─── EXERCISE MATERIALS
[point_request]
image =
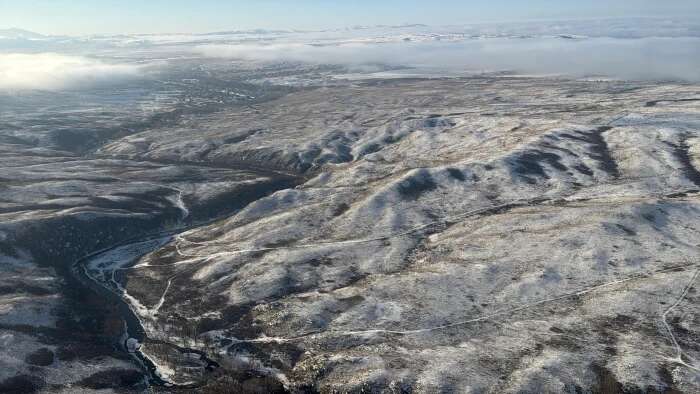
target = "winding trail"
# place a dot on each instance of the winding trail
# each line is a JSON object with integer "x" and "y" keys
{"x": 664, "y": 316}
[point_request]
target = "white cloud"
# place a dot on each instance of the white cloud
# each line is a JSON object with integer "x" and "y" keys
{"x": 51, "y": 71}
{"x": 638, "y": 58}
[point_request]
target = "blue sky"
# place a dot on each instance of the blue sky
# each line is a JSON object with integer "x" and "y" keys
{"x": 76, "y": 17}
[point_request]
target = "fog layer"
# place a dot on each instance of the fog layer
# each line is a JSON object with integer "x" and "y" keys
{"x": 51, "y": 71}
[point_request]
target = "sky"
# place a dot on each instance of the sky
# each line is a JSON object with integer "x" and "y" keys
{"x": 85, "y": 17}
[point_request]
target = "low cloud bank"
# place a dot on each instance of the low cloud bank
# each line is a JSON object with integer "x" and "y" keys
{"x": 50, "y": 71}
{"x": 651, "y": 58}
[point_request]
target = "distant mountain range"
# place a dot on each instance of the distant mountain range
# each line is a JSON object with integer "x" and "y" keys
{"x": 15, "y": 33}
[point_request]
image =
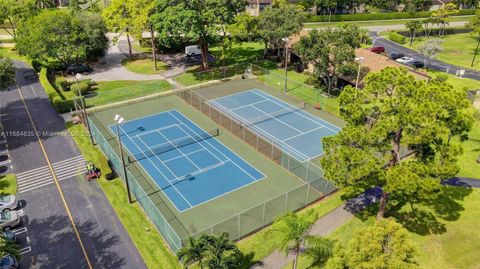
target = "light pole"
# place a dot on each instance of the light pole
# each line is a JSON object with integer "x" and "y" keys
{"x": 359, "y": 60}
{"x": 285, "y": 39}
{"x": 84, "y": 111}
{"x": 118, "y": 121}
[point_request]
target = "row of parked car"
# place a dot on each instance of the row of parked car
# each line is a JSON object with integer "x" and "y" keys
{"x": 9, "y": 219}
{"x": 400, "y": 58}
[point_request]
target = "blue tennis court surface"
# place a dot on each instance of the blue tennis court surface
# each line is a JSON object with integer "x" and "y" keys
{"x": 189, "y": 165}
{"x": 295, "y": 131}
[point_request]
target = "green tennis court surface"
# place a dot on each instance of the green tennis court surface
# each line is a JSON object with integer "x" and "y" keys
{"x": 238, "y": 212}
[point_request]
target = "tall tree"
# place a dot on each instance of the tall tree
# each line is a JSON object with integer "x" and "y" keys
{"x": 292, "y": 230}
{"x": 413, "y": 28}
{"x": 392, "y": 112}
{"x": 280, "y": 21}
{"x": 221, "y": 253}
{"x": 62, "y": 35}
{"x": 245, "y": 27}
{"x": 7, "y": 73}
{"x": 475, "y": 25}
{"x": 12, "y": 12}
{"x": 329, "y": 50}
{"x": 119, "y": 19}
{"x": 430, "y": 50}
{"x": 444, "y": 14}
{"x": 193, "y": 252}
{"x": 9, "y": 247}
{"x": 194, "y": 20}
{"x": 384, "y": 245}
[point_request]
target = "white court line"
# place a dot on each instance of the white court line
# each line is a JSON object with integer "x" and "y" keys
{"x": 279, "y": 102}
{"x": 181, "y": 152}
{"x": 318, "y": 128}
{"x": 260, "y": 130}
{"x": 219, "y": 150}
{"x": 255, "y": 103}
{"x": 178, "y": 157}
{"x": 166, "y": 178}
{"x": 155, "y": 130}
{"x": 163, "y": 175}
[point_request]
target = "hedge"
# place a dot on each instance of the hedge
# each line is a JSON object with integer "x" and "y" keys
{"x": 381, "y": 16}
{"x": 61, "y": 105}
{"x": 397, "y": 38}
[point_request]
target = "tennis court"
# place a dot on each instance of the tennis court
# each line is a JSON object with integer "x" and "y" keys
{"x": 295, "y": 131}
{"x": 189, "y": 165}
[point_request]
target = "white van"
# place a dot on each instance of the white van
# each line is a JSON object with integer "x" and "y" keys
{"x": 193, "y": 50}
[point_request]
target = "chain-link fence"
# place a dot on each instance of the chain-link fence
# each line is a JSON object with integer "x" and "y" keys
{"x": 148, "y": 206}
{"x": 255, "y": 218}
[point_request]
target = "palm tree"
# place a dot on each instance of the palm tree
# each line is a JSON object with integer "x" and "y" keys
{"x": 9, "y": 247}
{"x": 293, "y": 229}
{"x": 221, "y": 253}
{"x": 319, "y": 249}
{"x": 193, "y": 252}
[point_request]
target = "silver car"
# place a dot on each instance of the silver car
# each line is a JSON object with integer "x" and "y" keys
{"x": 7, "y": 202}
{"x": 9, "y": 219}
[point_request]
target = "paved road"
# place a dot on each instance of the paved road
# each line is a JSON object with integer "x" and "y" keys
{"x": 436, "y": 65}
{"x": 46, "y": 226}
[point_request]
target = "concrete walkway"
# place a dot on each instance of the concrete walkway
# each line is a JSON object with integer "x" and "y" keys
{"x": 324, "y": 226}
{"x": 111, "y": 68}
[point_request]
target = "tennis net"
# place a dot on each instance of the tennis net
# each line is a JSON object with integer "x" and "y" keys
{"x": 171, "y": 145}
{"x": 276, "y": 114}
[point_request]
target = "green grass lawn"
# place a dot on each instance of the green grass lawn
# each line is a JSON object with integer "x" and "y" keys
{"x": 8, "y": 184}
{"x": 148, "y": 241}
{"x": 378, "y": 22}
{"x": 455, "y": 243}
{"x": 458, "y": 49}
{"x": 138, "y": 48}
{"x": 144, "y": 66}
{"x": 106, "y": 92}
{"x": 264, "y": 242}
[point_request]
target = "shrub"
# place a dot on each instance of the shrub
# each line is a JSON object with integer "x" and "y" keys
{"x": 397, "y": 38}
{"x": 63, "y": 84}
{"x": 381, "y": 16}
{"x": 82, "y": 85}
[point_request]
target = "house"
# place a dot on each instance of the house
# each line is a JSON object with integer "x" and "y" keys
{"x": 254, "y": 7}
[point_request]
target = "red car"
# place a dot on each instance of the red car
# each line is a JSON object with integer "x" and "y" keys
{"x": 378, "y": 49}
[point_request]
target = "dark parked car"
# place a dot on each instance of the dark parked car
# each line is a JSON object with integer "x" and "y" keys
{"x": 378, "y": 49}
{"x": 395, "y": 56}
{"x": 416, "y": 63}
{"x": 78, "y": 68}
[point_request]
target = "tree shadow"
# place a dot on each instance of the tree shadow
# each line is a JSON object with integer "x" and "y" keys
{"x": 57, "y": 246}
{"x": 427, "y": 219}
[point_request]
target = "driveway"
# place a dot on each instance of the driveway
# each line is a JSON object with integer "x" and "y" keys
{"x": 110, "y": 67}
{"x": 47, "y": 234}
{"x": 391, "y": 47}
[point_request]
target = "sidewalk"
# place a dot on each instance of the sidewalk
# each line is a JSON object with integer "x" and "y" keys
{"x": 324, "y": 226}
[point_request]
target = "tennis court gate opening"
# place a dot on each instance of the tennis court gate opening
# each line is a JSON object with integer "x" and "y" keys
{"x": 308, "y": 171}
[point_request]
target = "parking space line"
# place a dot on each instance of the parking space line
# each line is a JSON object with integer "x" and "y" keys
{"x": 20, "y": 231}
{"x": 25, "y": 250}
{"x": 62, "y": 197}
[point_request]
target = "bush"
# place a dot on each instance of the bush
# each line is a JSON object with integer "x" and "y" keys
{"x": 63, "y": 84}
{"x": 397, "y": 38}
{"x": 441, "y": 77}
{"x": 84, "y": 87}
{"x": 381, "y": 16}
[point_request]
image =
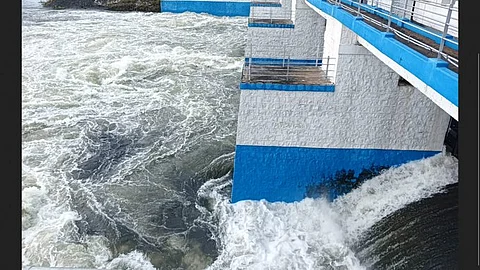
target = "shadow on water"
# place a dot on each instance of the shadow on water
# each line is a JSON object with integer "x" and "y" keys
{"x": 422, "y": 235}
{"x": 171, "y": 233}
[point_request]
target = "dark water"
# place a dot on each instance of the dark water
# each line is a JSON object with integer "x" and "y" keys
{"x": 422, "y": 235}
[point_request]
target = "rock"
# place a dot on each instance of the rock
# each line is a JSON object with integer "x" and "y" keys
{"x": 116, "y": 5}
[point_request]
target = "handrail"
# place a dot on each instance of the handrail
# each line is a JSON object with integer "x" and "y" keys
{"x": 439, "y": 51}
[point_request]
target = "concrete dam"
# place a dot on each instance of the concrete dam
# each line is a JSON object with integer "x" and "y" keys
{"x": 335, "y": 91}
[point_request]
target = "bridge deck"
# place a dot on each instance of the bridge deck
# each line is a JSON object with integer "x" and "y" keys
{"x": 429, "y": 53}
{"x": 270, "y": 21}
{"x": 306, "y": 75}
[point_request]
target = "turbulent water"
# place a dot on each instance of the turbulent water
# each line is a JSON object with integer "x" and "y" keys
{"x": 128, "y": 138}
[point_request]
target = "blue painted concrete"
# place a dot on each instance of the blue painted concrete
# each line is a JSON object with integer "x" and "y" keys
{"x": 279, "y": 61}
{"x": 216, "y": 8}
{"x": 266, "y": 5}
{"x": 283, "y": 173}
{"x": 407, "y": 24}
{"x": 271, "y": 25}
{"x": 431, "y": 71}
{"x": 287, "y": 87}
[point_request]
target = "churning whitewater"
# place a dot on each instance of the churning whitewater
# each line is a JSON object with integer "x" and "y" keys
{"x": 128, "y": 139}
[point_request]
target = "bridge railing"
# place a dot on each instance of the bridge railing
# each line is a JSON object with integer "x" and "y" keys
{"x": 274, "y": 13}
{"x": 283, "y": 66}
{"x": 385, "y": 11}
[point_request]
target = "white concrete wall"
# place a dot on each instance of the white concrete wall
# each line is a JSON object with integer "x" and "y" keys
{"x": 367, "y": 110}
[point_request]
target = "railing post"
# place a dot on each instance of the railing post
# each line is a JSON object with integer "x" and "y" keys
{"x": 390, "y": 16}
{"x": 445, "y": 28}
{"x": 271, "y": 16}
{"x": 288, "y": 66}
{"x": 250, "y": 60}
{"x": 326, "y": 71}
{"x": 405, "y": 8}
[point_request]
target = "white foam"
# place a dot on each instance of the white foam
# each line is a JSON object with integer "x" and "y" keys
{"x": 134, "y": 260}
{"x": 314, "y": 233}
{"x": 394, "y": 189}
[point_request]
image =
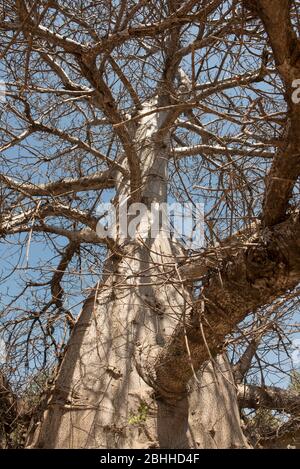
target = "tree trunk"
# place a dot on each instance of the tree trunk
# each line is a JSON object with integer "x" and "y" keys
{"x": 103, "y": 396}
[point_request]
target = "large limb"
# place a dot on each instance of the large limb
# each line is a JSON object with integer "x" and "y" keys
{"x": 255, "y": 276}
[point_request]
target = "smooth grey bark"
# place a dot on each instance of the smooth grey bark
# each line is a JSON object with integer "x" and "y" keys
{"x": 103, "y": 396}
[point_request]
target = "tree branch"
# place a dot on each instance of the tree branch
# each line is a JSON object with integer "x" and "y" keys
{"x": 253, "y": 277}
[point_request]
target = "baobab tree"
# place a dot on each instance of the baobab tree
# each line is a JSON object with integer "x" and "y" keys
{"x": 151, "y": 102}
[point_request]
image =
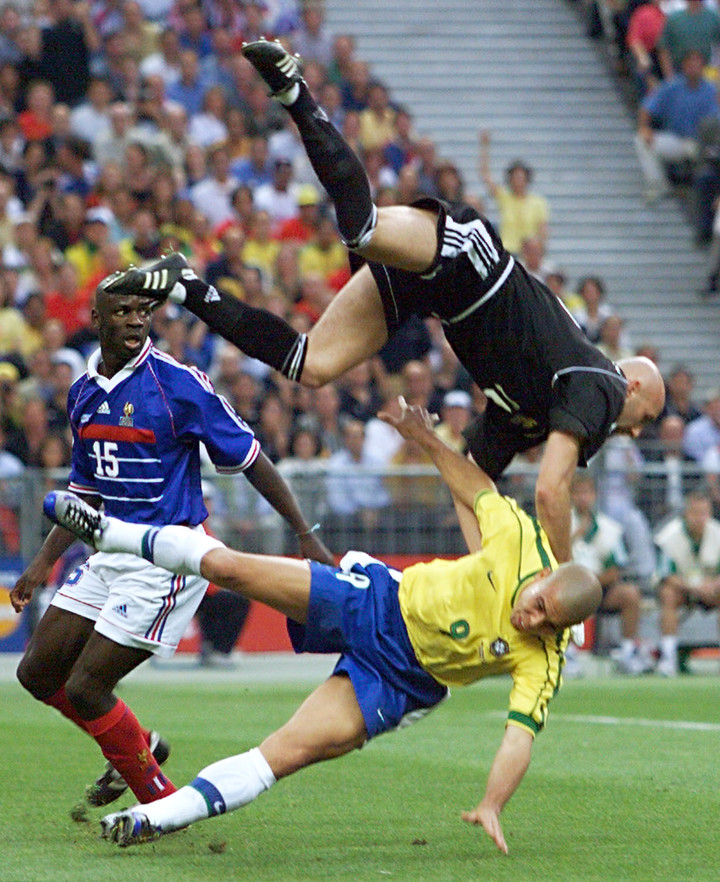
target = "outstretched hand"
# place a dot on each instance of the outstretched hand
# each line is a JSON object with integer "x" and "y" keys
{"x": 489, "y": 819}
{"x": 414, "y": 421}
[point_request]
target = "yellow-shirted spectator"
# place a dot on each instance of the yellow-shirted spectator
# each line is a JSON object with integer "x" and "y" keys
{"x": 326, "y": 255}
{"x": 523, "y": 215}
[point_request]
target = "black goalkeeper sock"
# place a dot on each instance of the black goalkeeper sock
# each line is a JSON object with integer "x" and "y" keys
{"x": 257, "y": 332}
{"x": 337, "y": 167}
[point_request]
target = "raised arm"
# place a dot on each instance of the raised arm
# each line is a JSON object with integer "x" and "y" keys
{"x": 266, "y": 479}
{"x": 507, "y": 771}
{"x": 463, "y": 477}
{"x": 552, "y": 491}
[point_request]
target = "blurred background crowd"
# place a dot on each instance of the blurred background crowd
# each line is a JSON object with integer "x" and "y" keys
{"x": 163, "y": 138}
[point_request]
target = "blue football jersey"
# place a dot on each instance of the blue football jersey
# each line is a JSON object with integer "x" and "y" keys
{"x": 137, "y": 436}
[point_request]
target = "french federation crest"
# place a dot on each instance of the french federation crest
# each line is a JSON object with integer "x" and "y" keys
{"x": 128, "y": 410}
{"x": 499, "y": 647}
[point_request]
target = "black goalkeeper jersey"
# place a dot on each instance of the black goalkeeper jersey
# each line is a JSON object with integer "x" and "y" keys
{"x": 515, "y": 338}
──────
In the records, locate each line holding the string "outstretched" and copy it.

target = "outstretched hand"
# place a dot on each instance of the outstretched hand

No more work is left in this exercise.